● **Task brief**
Reproduce the listing below word for word, keeping every line in its original order.
^^^^^^^^
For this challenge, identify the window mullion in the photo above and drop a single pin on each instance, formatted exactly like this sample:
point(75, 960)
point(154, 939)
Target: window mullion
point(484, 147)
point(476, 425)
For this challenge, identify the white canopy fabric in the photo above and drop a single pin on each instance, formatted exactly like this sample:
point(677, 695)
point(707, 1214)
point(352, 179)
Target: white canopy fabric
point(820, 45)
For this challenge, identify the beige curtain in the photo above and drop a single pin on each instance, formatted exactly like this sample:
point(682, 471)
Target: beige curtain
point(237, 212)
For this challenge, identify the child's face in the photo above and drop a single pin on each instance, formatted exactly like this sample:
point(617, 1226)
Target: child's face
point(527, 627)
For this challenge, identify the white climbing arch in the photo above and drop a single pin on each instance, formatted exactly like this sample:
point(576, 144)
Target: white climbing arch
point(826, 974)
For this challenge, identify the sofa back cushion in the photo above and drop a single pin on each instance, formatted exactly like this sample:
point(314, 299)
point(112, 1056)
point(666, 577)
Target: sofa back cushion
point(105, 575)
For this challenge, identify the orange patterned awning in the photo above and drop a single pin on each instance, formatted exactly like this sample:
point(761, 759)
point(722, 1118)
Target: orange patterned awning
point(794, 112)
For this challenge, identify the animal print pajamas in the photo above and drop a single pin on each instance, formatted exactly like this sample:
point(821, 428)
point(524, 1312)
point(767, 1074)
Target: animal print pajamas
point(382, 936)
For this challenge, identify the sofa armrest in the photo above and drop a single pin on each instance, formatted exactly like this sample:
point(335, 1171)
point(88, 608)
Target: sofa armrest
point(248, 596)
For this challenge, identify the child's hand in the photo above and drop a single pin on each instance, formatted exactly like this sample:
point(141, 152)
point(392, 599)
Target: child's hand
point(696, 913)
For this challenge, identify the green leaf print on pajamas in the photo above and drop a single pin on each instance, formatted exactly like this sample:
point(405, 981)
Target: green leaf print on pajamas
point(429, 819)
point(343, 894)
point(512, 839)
^^^^^^^^
● **Complete response**
For this challenge, identify the window mullion in the photo above and drop a single pin on each instance, formatted exactly like this sample:
point(75, 960)
point(154, 939)
Target: window mullion
point(484, 147)
point(476, 425)
For this challenge, identify the white canopy fabric in the photo above and drop a single pin on each instance, formatted exactly like this sample:
point(677, 695)
point(707, 1214)
point(352, 179)
Target: white canopy fabric
point(820, 45)
For this challenge, identify the beige curtain in the photo above and drop a single pin on each instance, formatted exactly like this sample:
point(682, 471)
Target: beige curtain
point(237, 212)
For this challenge, identify the child's face in the photo above and drop a single pin on each instance, formatted exactly like this sample:
point(617, 1226)
Target: child's face
point(527, 627)
For this challenge, identify the white climbing arch in the photo above and drop a single pin on each instance, formatted exactly like this sample:
point(576, 144)
Target: white climbing arch
point(826, 974)
For this challenge, identify the sofa back cushion in the photo above and drop a single pin on each instance, formatted exactly like this sample:
point(314, 299)
point(112, 1056)
point(666, 577)
Target: sofa back cushion
point(105, 575)
For this challenge, identify the orange patterned awning in the photo above and drop a single pin on each instance, formatted exactly like this sample:
point(761, 759)
point(722, 1118)
Target: orange patterned awning
point(794, 112)
For this challenge, identify the animal print pajamas in the photo above and drop a single pin on each instance, formatted exactly like this sample:
point(821, 428)
point(524, 1312)
point(767, 1074)
Target: animal print pajamas
point(382, 936)
For this challenge, identify the sofa armrest in the photo above and drop a single pin on each instance, formatted exactly like this sample:
point(335, 1171)
point(88, 608)
Target: sofa armrest
point(248, 596)
For this challenge, identify the child's hand in the photo above and drop a single pin on each instance, formatted exactly like this sample:
point(141, 152)
point(392, 599)
Target: child's hand
point(696, 913)
For this challenge, identify the green leaf print on pajamas in the photo above and drop a single pin on each instance, formatted exactly like this sample:
point(405, 981)
Target: green leaf print on pajamas
point(429, 819)
point(343, 894)
point(512, 839)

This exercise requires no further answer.